PROVIDED RECORDS |

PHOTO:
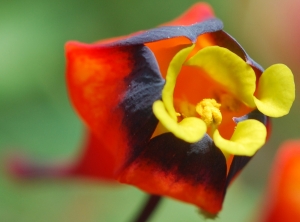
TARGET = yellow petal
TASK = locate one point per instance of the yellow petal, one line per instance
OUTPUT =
(229, 70)
(172, 73)
(276, 91)
(248, 137)
(190, 129)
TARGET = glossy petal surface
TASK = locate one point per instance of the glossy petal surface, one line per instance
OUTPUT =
(194, 173)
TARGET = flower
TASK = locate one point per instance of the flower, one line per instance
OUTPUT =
(179, 110)
(282, 202)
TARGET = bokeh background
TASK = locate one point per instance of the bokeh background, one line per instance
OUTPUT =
(36, 117)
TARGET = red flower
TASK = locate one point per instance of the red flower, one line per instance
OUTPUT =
(282, 202)
(175, 141)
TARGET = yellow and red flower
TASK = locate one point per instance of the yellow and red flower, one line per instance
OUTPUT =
(177, 110)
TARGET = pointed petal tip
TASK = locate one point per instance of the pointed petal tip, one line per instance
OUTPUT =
(196, 13)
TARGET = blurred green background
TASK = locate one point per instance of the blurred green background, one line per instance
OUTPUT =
(36, 117)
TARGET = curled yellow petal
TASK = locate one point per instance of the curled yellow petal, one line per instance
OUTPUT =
(229, 70)
(276, 91)
(190, 129)
(172, 73)
(249, 136)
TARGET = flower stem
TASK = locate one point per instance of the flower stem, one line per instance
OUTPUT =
(148, 208)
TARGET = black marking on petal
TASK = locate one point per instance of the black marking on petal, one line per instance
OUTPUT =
(198, 163)
(255, 114)
(165, 32)
(239, 162)
(144, 87)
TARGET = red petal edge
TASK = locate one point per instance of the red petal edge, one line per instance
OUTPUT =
(282, 202)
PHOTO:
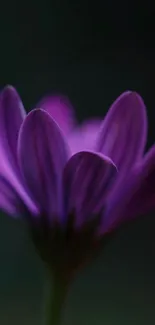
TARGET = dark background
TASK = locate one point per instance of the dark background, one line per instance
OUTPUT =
(91, 52)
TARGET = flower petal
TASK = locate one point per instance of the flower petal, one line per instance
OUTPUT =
(60, 109)
(84, 137)
(11, 117)
(123, 134)
(87, 180)
(43, 154)
(136, 196)
(10, 201)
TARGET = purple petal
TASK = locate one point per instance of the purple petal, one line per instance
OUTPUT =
(136, 196)
(123, 134)
(11, 117)
(43, 154)
(60, 109)
(13, 201)
(87, 180)
(84, 137)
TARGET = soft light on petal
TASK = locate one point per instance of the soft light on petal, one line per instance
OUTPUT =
(11, 117)
(136, 196)
(10, 201)
(43, 154)
(123, 134)
(84, 136)
(61, 110)
(87, 179)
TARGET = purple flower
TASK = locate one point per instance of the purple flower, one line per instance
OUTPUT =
(63, 178)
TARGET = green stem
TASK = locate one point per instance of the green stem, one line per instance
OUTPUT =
(57, 294)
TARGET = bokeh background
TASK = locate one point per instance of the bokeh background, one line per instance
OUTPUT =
(91, 52)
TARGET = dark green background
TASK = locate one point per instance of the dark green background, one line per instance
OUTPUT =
(91, 52)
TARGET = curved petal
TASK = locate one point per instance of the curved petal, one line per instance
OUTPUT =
(87, 179)
(11, 117)
(123, 134)
(136, 196)
(11, 202)
(43, 154)
(61, 110)
(84, 137)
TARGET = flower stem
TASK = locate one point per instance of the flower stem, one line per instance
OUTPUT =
(57, 294)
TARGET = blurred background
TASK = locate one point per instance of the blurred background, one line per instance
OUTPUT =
(90, 52)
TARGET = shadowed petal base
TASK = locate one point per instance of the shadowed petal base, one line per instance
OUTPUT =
(66, 250)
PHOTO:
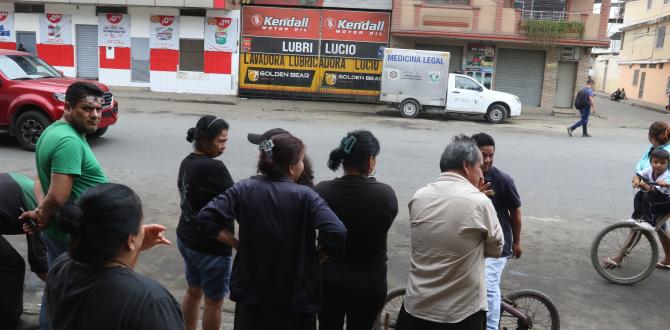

TASK TO CARRY OUT |
List every line above that contains the word "surface", copying each such line in full. Matching is case-sensitive.

SOLUTION BELOW |
TARGET = glossy petal surface
TASK = locate one point per instance of the glossy petal surface, one line per instance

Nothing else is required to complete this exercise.